**TEKS BACAAN**.
[HALAMAN GANJIL]

Sederhana Seperti Apa?
----------------------
--Anwar Holid


Sederhana itu tricky.
--Budi Warsito



Ada dua buku yang secara khusus membicarakan sederhana. Pertama ialah The 7 
Laws of Happiness (Arvan Pradiansyah) dan Simplify Your Working Life (Fergus 
O'Connell). Kedua orang itu menggunakan sederhana sebagai hukum, bahkan 
merupakan ajaran moral yang sepatutnya dipatuhi, karena dari sanalah hakikat 
masalah bisa dilihat. Ibaratnya, sederhana adalah atom, inti sesuatu--minus 
penemuan bahwa atom pun ternyata masih punya unsur lagi. 

Arvan Pradiansyah dengan tegas menyatakan bahwa sederhana ialah kemampuan 
menemukan inti masalah; sementara Fergus O'Connell--terutama dalam konteks 
kerja dan karir--menekankan bahwa yang pertama-tama harus dilakukan untuk 
bekerja cerdas ialah orang harus menemukan cara kerja paling sederhana. Menurut 
Tujuh Hukum Bahagia Arvan, sederhana merupakan poin ketiga rahasia mencapai 
hidup bahagia. Penulis lain, Jack Foster dalam buku Ideaship juga mengamini 
pendirian seperti itu, baik dalam konteks karir maupun kepuasan pribadi.

Di dunia seni, ada aliran kubisme dan abstrak ekspresionisme yang sangat 
menjunjung luhur-luhur makna sederhana. Bagi penganutnya, alam ini bisa 
diabstraksi menjadi garis, bujur sangkar, lingkaran, segi tiga, dan 
bentuk-bentuk dasar lain, sehingga itulah yang mereka geluti. Bila kita 
perhatikan dari lukisan Pablo Picasso atau Piet Mondrian, bentuk-bentuk dasar 
itu begitu dominan, meski setelah jadi, di tangan mereka lukisan itu menjadi 
sesuatu yang kompleks, harmonis, sekaligus kabur dan penuh luapan perasaan.

Di dunia arsitektur (Ludwig Mies van der Rohe) dan sastra (Robert Browning)

**BAHAN YANG TERSEDIA**.
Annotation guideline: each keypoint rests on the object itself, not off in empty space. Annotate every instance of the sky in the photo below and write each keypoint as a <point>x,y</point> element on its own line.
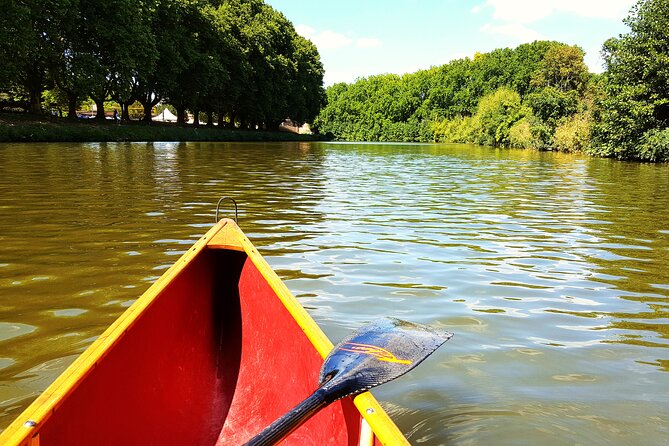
<point>359,38</point>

**TUGAS LATIHAN**.
[1] Tuliskan kembali bagian teks bacaan tentang kesederhanaan, mulai dari "Di dunia seni, ada" sampai dengan dan termasuk "penuh luapan perasaan.".
[2] Menurut teks bacaan tentang kesederhanaan, bagaimana Arvan Pradiansyah mendefinisikan sederhana?

**KUNCI JAWABAN**.
[1]
Di dunia seni, ada aliran kubisme dan abstrak ekspresionisme yang sangat 
menjunjung luhur-luhur makna sederhana. Bagi penganutnya, alam ini bisa 
diabstraksi menjadi garis, bujur sangkar, lingkaran, segi tiga, dan 
bentuk-bentuk dasar lain, sehingga itulah yang mereka geluti. Bila kita 
perhatikan dari lukisan Pablo Picasso atau Piet Mondrian, bentuk-bentuk dasar 
itu begitu dominan, meski setelah jadi, di tangan mereka lukisan itu menjadi 
sesuatu yang kompleks, harmonis, sekaligus kabur dan penuh luapan perasaan.

[2] Sederhana ialah kemampuan menemukan inti masalah.